··· RECORDS FOR PROCESSING

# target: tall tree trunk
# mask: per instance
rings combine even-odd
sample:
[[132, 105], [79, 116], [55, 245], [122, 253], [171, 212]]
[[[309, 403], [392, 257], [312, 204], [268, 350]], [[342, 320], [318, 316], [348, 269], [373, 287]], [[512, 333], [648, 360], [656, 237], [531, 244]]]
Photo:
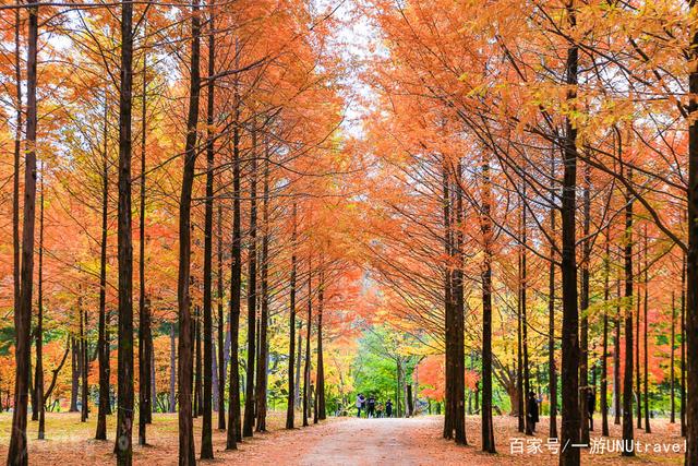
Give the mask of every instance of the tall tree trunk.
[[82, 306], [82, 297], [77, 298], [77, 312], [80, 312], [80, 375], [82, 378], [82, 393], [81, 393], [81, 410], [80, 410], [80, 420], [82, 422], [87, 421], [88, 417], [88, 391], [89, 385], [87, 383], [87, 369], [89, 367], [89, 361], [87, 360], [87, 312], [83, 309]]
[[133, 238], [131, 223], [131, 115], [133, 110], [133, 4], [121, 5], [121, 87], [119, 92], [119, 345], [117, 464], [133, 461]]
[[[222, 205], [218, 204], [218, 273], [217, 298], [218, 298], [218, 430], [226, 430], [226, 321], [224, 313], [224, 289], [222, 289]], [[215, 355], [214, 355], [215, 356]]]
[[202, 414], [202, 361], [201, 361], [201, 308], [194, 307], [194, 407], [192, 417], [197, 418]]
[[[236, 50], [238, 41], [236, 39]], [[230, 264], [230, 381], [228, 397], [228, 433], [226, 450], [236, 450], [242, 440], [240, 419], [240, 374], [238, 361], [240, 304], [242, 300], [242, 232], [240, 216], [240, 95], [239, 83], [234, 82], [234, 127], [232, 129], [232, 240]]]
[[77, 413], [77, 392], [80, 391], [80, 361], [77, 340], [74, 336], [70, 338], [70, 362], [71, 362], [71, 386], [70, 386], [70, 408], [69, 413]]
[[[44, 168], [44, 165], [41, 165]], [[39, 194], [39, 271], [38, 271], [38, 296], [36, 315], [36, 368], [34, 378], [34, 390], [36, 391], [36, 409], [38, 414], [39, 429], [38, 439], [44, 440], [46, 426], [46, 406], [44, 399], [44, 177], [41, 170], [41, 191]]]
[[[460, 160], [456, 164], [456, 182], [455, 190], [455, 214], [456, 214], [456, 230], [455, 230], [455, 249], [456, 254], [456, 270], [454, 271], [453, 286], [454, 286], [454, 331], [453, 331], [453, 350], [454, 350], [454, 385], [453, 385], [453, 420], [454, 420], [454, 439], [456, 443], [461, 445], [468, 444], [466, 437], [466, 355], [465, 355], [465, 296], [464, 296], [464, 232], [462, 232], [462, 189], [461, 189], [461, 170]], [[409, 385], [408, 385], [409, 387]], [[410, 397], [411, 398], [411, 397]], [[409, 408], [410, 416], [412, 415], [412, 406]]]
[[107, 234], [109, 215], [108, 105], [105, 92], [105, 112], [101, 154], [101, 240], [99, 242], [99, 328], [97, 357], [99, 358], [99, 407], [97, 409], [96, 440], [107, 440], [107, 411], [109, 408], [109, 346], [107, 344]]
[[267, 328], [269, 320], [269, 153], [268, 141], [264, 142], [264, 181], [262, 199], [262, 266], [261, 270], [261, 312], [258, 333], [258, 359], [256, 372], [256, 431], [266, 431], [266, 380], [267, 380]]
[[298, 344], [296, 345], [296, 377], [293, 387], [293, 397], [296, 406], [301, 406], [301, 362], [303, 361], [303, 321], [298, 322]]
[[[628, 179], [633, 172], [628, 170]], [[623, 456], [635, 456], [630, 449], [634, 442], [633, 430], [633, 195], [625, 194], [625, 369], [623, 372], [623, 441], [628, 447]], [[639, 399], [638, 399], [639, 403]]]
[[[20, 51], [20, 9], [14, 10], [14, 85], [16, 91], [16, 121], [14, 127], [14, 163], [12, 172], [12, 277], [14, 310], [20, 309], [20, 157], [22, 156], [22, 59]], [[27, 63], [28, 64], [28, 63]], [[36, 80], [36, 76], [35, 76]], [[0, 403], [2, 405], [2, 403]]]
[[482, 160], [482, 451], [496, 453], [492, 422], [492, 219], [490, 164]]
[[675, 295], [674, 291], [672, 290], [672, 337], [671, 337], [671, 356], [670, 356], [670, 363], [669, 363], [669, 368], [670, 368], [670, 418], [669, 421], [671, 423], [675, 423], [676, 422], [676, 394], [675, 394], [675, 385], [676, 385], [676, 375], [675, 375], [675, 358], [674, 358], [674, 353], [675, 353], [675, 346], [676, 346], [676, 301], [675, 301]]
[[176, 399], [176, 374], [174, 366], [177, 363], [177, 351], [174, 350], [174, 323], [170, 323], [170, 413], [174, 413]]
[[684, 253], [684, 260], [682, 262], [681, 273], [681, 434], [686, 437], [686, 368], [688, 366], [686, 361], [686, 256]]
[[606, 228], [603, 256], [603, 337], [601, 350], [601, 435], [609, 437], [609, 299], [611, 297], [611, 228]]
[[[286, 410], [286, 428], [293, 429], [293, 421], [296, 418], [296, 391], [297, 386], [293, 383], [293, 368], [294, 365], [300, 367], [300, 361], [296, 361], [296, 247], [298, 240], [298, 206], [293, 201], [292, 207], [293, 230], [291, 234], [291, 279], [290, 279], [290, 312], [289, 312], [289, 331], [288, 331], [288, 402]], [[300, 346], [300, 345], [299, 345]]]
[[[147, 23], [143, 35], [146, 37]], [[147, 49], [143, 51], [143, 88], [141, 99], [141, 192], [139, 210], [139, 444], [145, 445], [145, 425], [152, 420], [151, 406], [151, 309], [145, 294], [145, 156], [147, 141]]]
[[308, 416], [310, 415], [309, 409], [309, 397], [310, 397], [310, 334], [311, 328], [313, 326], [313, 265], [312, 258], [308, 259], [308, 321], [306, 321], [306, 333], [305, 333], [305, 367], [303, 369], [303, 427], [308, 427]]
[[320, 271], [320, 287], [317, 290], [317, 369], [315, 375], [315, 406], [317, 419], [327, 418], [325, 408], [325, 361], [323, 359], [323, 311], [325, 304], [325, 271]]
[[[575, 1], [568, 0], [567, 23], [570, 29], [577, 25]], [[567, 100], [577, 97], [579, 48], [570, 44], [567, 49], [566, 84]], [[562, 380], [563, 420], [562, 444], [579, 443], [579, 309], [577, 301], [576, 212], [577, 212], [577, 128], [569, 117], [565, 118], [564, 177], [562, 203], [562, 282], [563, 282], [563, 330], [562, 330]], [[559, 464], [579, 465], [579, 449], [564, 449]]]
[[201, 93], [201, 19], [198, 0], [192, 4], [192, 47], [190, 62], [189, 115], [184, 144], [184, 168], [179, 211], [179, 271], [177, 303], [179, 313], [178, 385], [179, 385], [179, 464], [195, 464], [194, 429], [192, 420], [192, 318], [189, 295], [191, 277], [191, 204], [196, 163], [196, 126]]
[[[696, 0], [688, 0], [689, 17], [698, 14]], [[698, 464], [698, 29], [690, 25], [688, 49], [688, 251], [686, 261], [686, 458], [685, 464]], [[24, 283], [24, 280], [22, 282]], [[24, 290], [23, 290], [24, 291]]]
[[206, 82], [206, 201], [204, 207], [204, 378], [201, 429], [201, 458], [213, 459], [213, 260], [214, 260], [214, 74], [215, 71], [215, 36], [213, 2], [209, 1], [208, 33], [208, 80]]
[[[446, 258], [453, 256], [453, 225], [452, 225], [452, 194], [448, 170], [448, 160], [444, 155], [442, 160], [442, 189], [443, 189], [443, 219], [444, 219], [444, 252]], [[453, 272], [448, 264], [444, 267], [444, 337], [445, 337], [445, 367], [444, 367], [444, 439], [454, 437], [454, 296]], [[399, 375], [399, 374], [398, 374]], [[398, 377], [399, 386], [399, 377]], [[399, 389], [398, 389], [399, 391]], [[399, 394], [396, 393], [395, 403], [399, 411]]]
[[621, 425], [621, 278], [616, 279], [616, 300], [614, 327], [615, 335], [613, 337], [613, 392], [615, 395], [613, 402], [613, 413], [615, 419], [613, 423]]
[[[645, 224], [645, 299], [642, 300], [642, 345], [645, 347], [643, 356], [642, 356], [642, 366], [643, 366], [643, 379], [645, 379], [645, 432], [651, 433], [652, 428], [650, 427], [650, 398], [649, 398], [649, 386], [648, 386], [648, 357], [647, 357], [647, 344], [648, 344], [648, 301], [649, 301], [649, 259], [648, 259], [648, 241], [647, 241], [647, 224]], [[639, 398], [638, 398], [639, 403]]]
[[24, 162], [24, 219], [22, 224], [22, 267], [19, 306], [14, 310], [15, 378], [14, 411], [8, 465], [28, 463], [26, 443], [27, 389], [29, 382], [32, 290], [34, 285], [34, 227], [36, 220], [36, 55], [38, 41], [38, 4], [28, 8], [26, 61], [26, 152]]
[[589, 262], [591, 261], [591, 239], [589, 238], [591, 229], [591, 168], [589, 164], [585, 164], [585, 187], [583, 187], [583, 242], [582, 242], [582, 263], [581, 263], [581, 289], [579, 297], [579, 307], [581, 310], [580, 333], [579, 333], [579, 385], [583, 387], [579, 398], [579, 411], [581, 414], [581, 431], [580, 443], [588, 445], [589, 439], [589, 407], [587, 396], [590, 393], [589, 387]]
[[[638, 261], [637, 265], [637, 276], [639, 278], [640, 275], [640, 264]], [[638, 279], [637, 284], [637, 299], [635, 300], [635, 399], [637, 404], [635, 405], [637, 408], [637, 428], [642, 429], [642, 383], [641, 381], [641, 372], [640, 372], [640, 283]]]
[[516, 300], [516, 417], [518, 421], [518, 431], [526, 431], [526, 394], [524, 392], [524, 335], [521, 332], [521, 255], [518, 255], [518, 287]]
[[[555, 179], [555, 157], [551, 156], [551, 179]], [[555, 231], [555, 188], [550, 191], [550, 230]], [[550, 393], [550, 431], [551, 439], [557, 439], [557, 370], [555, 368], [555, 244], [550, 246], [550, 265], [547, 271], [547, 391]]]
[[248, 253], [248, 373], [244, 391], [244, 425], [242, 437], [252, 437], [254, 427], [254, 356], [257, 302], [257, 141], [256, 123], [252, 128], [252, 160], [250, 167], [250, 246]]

······

- [GIVEN REQUEST]: Set down the rows starting with the line that contains "Give the mask" and going on through the line that contains "129], [232, 240]]]", reproducing them verbatim.

- [TASK ANSWER]:
Give the mask of every instance of the tall tree trunk.
[[82, 306], [82, 297], [77, 298], [77, 312], [80, 312], [80, 375], [82, 378], [82, 393], [81, 393], [81, 410], [80, 410], [80, 420], [82, 422], [87, 421], [88, 417], [88, 391], [89, 385], [87, 383], [87, 369], [89, 367], [89, 361], [87, 360], [87, 312], [83, 309]]
[[133, 238], [131, 223], [131, 115], [133, 110], [133, 4], [121, 5], [121, 87], [119, 92], [119, 345], [117, 464], [133, 461]]
[[[222, 205], [218, 204], [218, 273], [217, 298], [218, 298], [218, 430], [226, 430], [226, 321], [224, 313], [224, 289], [222, 289]], [[215, 355], [214, 355], [215, 356]]]
[[202, 414], [202, 361], [201, 361], [201, 308], [194, 307], [194, 407], [192, 417], [197, 418]]
[[[236, 50], [238, 41], [236, 39]], [[230, 264], [230, 381], [228, 397], [228, 433], [226, 450], [236, 450], [242, 440], [240, 419], [240, 374], [238, 361], [240, 304], [242, 300], [242, 232], [240, 216], [240, 95], [239, 83], [234, 82], [234, 127], [232, 129], [232, 240]]]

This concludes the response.